Excerpted text |
Mumbai Lawyer Pallavi Purkayastha's Killer, Who Jumped Parole, Arrested
Mumbai Lawyer Pallavi Purkayastha's Killer, Who Jumped Parole, Arrested
Sajjad Mughal, who was lodged in Nashik Central Jail, had been granted parole in February 2016 after he filed an application saying that his mother was unwell. He never returned.

Srinagar: Sajjad Mughal, the security guard who had killed 25-year-old lawyer Pallavi Purkayastha in her Mumbai flat five years ago, was arrested from the Srinagar-Leh highway on Tuesday, more than a year after he jumped parole and went missing.

Police said they had received inputs that Mughal may be hiding near his hometown in Uri, Jammu and Kashmir. He was picked up by the state police and will be transferred to Maharashtra, officials said.

Speaking to CNN-News18, Pallavi’s father Atanu Purkayastha, expressed his gratitude to police and demanded that Mughal’s sentence should be changed from life imprisonment to death now. “The last year has been a very difficult time for us. But justice has not been done till now. He should be hanged,” he said.

Mughal, who was lodged in Nashik Central Jail, had been granted parole in February 2016 after he filed an application saying that his mother was unwell. He was allowed to travel to Kashmir on the condition that he would report to the local police station. He never returned.

His parole was set to end in March, but he sought an extension of two months. However, he did not return even in May, after which a complaint was filed. Investigations later revealed that soon after reaching his hometown, Mughal had skipped parole. Special teams were sent to Kashmir to re-arrest him, but he remained untraceable for over 18 months.

The news of his disappearance had caused a furore all over and opened a can of worms for the police jail machinery, with questions being raised on the procedure for granting furloughs to convicts. The then prison superintendent of Nashik prison, BK Upadhyaya, was eventually suspended by the state government.

It had also led to an overhaul in the parole system, with the Devendra Fadnavis government banning parole for rapists and murder convicts. The number of days of parole was also reduced from 90 to 46 days.

Pallavi, the daughter of a Delhi-based IAS officer, was murdered in her 16th-floor apartment in Wadala on August 9, 2012. Mogul, who was employed as a watchman in the building, had managed to get a duplicate key of the main door of Pallavi's house where she lived with her fiance, Avik Sengupta.

He tried to rape Pallavi, but stabbed her multiple times and slit her throat when she fought back.

A session’s court had found him guilty and sentenced him to life imprisonment in 2014. The autopsy report, the murder weapon, Moghul’s bloodstained clothes, call records and DNA samples had nailed his crime.

Assignment A | According to the article about the arrest, to how many days was the length of parole reduced?
Assignment B | From the article about the arrest, copy the passage between "A session’s court" and "nailed his crime.", inclusive.

Referring expression data |
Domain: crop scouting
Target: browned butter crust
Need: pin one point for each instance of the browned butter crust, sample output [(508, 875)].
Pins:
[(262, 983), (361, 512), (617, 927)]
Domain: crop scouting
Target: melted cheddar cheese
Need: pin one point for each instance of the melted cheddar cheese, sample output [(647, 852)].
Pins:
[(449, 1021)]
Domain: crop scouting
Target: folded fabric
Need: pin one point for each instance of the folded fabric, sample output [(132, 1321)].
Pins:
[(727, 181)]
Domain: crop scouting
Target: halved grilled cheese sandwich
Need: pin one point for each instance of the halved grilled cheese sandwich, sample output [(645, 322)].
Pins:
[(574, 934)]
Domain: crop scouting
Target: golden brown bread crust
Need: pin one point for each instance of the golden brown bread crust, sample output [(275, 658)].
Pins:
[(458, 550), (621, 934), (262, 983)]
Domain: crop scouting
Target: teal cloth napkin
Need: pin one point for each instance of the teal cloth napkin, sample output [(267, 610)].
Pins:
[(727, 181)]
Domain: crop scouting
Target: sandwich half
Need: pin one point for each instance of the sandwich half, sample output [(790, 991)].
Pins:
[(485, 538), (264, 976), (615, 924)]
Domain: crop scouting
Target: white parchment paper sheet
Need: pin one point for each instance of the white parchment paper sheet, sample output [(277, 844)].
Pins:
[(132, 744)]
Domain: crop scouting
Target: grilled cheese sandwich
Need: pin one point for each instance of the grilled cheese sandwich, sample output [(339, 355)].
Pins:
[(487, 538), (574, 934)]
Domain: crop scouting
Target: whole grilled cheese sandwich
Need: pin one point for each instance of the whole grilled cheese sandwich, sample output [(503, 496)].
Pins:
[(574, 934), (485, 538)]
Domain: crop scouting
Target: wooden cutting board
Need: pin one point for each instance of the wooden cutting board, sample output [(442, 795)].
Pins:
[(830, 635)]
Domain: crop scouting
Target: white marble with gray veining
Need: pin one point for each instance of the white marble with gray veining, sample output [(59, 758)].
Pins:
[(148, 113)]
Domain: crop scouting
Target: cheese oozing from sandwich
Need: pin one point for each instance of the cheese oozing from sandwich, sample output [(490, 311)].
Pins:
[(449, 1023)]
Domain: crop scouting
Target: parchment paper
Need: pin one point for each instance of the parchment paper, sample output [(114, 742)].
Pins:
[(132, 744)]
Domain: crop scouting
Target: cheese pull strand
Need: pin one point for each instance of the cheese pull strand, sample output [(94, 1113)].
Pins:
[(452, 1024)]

Task output A | Parole was reduced from 90 days to 46 days.

Task output B |
A session’s court had found him guilty and sentenced him to life imprisonment in 2014. The autopsy report, the murder weapon, Moghul’s bloodstained clothes, call records and DNA samples had nailed his crime.